Monday, June 26, 2006

Audrey Hepburn vs. Cyndi Lauper




I haven't done much blogging at all lately, as I've been busy doing other things. Like baking things containing nuts, in an effort to make sure Charles gets at least a small amount of essential fats inside him, as he refuses fish no matter how it's disguised and I consider him too young to be eating whole nuts. It has worked too well. The biscuits, which contained walnuts, heather honey, wholemeal flour and walnut oil, were bitter (due to the type of honey we used, which had a bitter after-taste) so Charles has realised he has them all to himself and eaten four today.

Self-evident is the sewing.......










The bustle skirt! The pattern arrived beautifully packaged and was a work of art in itself, hand-drawn on heavy paper and adorned with the beautiful Miss Twiss motif! I couldn't wait to get started. Once I have an impulse to do something it must be commenced forthwith! So, on Saturday evening I made the green one with the most yuk fabric you would never, ever choose. I've had it years and heaven knows why I bought it in the first place and only used it on this occasion as I wanted to make sure I was making the right size and it was going to look ok. Oddly, once it was made I loved it in all its putrid glory and have worn it non-stop ever since. This is a very simple but clever sewing pattern. In actual fact, one size really does fit all - you just adjust it by way of the positioning of the holes where the tie is threaded through to gather the fabric. No zips, no buttons, no interfacing - nothing. Love it. So much that I went to get fabric for three more and made the second one last night (Sunday). I fully intended to come back with something understated and chic. But due to something in my soul, a magpie deep inside, I did the same as always and bought two bundles of fancy taffeta (although I did buy a more reserved black and cream check as well, for winter). I've always wanted to project an Audrey Hepburn sort of image, you know - effortless and graceful. But somehow I'm drawn to styles that Cyndi Lauper would probably prefer (not that I'm a fan - not even in the 80's). Hmmmmmm. And I suspect that some of the time that is how I appear to others. Especially to my deeply chic 74 yr old mother-in-law (not that she minds. We are great friends).

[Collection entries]
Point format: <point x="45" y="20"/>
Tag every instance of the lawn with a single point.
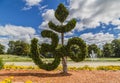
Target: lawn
<point x="81" y="76"/>
<point x="14" y="58"/>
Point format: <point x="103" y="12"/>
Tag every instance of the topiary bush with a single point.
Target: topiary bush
<point x="1" y="63"/>
<point x="75" y="48"/>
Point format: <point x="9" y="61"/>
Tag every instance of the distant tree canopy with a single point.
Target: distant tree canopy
<point x="18" y="48"/>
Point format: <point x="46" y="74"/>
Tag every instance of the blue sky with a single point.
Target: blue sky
<point x="98" y="21"/>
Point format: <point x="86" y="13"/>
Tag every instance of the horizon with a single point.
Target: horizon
<point x="98" y="22"/>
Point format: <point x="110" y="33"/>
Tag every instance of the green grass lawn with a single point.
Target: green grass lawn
<point x="14" y="58"/>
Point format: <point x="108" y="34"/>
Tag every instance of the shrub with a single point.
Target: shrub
<point x="1" y="63"/>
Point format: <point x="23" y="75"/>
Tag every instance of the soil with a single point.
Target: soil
<point x="81" y="76"/>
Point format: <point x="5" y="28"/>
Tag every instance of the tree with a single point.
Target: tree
<point x="64" y="51"/>
<point x="2" y="48"/>
<point x="11" y="47"/>
<point x="18" y="48"/>
<point x="116" y="47"/>
<point x="107" y="50"/>
<point x="93" y="47"/>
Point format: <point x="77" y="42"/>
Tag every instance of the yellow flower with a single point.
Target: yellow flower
<point x="11" y="77"/>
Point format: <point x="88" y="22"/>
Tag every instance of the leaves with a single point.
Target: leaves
<point x="61" y="13"/>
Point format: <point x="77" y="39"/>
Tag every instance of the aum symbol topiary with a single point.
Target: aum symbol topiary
<point x="75" y="48"/>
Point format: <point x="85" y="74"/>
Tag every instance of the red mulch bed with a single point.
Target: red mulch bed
<point x="81" y="76"/>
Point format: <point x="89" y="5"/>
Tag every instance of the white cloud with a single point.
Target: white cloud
<point x="99" y="38"/>
<point x="12" y="32"/>
<point x="48" y="16"/>
<point x="91" y="12"/>
<point x="30" y="3"/>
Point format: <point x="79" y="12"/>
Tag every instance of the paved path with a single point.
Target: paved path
<point x="92" y="63"/>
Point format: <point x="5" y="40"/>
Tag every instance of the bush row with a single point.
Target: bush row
<point x="86" y="67"/>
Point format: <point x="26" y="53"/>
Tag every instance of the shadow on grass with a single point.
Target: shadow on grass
<point x="43" y="75"/>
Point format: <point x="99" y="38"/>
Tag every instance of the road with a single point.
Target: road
<point x="71" y="64"/>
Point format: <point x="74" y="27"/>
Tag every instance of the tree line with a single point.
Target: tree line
<point x="22" y="48"/>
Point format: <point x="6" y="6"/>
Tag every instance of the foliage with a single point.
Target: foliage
<point x="36" y="57"/>
<point x="1" y="63"/>
<point x="12" y="66"/>
<point x="15" y="58"/>
<point x="93" y="47"/>
<point x="2" y="49"/>
<point x="18" y="48"/>
<point x="61" y="13"/>
<point x="62" y="51"/>
<point x="107" y="50"/>
<point x="76" y="54"/>
<point x="116" y="47"/>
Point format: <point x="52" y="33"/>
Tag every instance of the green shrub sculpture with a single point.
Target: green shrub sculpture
<point x="75" y="48"/>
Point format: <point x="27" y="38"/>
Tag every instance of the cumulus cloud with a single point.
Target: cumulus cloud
<point x="99" y="38"/>
<point x="92" y="12"/>
<point x="31" y="3"/>
<point x="12" y="32"/>
<point x="48" y="15"/>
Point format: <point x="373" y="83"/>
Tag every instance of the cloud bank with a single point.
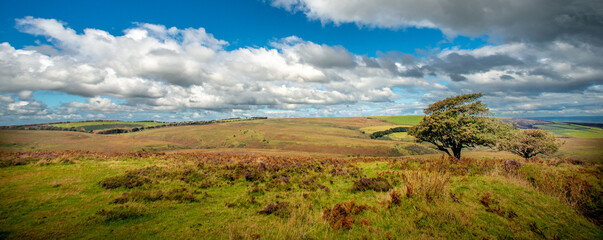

> **Problems**
1. Update the blog post from "Audrey Hepburn vs." to "is the sewing.......", swapping "biscuits" for "cookies".
2. According to the blog post, what ingredients went into the biscuits?

> **Responses per task**
1.
Audrey Hepburn vs. Cyndi Lauper




I haven't done much blogging at all lately, as I've been busy doing other things. Like baking things containing nuts, in an effort to make sure Charles gets at least a small amount of essential fats inside him, as he refuses fish no matter how it's disguised and I consider him too young to be eating whole nuts. It has worked too well. The cookies, which contained walnuts, heather honey, wholemeal flour and walnut oil, were bitter (due to the type of honey we used, which had a bitter after-taste) so Charles has realised he has them all to himself and eaten four today.

Self-evident is the sewing.......

2. Walnuts, heather honey, wholemeal flour and walnut oil.